WHAT YOU ARE ASKED TO DO.
Reproduce the biographical text on Li Mo'an word for word, in full.

Li Mo'an (李默庵 (Lǐ Mò'ān); October 17, 1904 – October 27, 2001) was a Kuomintang general from Changsha, Hunan. A graduate of Whampoa Military Academy's inaugural class of 1924–25, Li became a protégé of Chiang Kai-shek and rose to high-ranking command positions during the Second Sino-Japanese War and the Chinese Civil War before breaking with the Nationalist government in 1949 and settling abroad. In 1990 he returned permanently to China, where he served as chairman of the Whampoa Military Academy Alumni Association.

==Early life==
Li (birth name Li Zongbai 李宗白) was the eldest son of a peasant family in Beishanping, near Changsha. In 1924, he entered Whampoa Military Academy, and came to be known as one of three standouts of the first class: "He Zhonghan is the scholar, Hu Zongnan the warrior, and Li Mo'an both scholar and warrior."

==Military career==
Beginning in 1928, he was the commanding officer of the 31st Brigade. He became the Fujian Second Pacification Area commander in 1935. He was the general commanding officer of various forces from 1935 to 1941, including the 10th Division (1935–1937), and, from 1937, the 14th Army, with which he commanded the left flank at the Battle of Xinkou, one of the largest engagements of the Second Sino-Japanese War. He subsequently commanded the 33rd Army (1938–1940) and the Hunan-Hubei-Jiangxi Border Area army (1940–1941). In 1940-41 he was also deputy commander-in-chief of the 14th, 26th and 38th Army Groups. He became commander-in-chief of the 32nd Army Group (1944), and later the 3rd Front Army (1946), with which he engaged Communist forces in the Central Jiangsu campaign. In 1948, he was made commander of the Changsha Seventeenth Pacification Area. He retired from the army in 1949.

(Dataset entries)
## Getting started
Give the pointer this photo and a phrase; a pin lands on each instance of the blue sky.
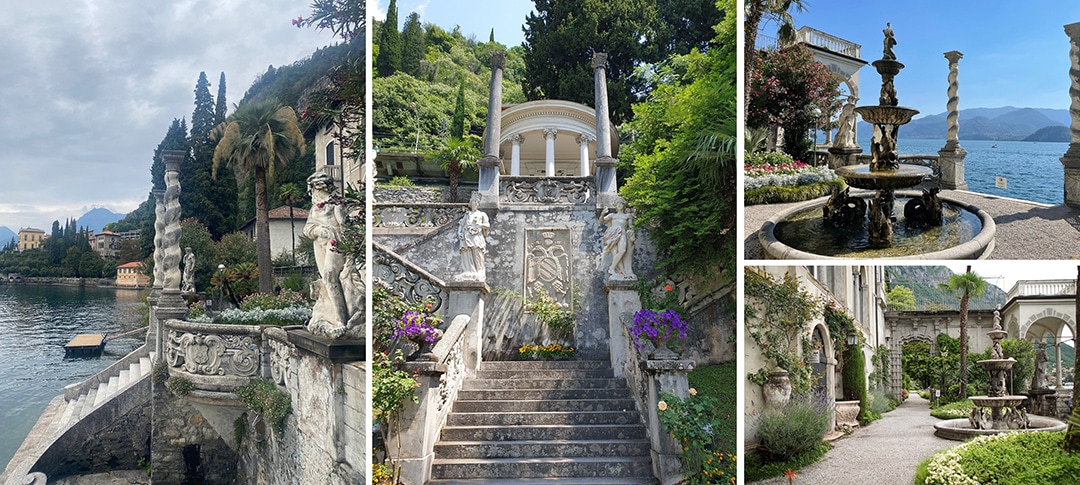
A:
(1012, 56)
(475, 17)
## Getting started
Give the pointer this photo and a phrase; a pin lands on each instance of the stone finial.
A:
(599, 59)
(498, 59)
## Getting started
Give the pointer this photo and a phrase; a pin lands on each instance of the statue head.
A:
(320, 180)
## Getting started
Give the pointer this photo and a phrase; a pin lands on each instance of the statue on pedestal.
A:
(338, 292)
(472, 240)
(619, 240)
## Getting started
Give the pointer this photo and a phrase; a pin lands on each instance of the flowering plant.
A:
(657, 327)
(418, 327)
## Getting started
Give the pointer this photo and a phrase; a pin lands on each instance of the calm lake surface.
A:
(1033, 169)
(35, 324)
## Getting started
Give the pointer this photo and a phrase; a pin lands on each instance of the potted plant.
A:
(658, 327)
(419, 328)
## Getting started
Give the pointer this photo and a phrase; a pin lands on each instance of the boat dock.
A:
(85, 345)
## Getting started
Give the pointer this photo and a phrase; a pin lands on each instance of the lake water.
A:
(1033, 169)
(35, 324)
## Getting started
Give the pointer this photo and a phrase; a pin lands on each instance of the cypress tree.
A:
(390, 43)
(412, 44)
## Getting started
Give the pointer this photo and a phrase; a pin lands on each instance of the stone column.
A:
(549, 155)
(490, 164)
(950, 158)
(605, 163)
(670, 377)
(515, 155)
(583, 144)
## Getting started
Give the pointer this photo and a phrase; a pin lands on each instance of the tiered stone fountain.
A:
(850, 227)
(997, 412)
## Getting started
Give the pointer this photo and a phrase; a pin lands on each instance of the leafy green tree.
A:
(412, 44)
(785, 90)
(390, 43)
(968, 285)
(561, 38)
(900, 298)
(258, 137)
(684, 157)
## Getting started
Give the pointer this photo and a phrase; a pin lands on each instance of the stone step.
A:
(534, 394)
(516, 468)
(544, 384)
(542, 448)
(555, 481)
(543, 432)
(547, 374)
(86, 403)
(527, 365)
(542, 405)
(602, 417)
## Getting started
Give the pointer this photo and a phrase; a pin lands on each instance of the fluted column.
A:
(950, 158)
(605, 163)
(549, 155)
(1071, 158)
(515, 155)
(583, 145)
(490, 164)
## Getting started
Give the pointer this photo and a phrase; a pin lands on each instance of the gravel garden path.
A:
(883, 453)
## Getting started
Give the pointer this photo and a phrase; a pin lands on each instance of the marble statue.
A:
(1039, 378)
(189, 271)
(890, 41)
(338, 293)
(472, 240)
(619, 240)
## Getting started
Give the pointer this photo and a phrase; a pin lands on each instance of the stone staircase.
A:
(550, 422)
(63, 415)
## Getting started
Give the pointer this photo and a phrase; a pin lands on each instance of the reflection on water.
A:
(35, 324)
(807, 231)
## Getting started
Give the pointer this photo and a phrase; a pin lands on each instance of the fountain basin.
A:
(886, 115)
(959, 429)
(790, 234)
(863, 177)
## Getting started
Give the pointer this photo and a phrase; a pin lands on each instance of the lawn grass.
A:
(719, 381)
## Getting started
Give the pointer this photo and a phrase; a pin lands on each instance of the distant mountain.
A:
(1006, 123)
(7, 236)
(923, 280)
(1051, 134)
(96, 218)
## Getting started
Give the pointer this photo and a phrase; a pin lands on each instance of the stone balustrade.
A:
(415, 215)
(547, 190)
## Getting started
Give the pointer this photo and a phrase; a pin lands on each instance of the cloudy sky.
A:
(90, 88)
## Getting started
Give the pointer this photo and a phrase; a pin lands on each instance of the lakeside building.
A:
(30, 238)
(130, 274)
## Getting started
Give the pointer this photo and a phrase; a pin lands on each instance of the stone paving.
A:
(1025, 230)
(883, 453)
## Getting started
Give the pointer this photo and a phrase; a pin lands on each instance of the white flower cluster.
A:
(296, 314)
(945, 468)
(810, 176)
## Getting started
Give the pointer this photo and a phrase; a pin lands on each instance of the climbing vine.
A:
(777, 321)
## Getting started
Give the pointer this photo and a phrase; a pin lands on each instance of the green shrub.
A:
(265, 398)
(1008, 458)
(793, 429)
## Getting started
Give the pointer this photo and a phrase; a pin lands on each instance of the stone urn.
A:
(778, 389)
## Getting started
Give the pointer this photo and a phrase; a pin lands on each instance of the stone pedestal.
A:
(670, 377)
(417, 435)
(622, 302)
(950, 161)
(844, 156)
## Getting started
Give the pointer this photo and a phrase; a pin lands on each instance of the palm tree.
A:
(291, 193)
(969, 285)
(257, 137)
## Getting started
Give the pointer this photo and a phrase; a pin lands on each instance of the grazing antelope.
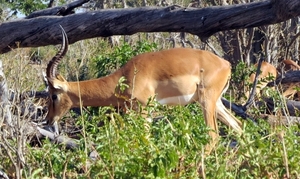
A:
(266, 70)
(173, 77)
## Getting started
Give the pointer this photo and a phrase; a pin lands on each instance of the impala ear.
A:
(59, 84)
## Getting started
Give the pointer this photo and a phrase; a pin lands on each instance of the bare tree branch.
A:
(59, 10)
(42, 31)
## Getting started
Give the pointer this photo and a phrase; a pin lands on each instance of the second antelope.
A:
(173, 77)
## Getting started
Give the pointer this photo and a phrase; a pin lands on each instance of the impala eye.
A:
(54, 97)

ANSWER AREA.
Li Mo'an (李默庵 (Lǐ Mò'ān); October 17, 1904 – October 27, 2001) was a Kuomintang general from Changsha, Hunan. A graduate of Whampoa Military Academy's inaugural class of 1924–25, Li became a protégé of Chiang Kai-shek and rose to high-ranking command positions during the Second Sino-Japanese War and the Chinese Civil War before breaking with the Nationalist government in 1949 and settling abroad. In 1990 he returned permanently to China, where he served as chairman of the Whampoa Military Academy Alumni Association.

==Early life==
Li (birth name Li Zongbai 李宗白) was the eldest son of a peasant family in Beishanping, near Changsha. In 1924, he entered Whampoa Military Academy, and came to be known as one of three standouts of the first class: "He Zhonghan is the scholar, Hu Zongnan the warrior, and Li Mo'an both scholar and warrior."

==Military career==
Beginning in 1928, he was the commanding officer of the 31st Brigade. He became the Fujian Second Pacification Area commander in 1935. He was the general commanding officer of various forces from 1935 to 1941, including the 10th Division (1935–1937), and, from 1937, the 14th Army, with which he commanded the left flank at the Battle of Xinkou, one of the largest engagements of the Second Sino-Japanese War. He subsequently commanded the 33rd Army (1938–1940) and the Hunan-Hubei-Jiangxi Border Area army (1940–1941). In 1940-41 he was also deputy commander-in-chief of the 14th, 26th and 38th Army Groups. He became commander-in-chief of the 32nd Army Group (1944), and later the 3rd Front Army (1946), with which he engaged Communist forces in the Central Jiangsu campaign. In 1948, he was made commander of the Changsha Seventeenth Pacification Area. He retired from the army in 1949.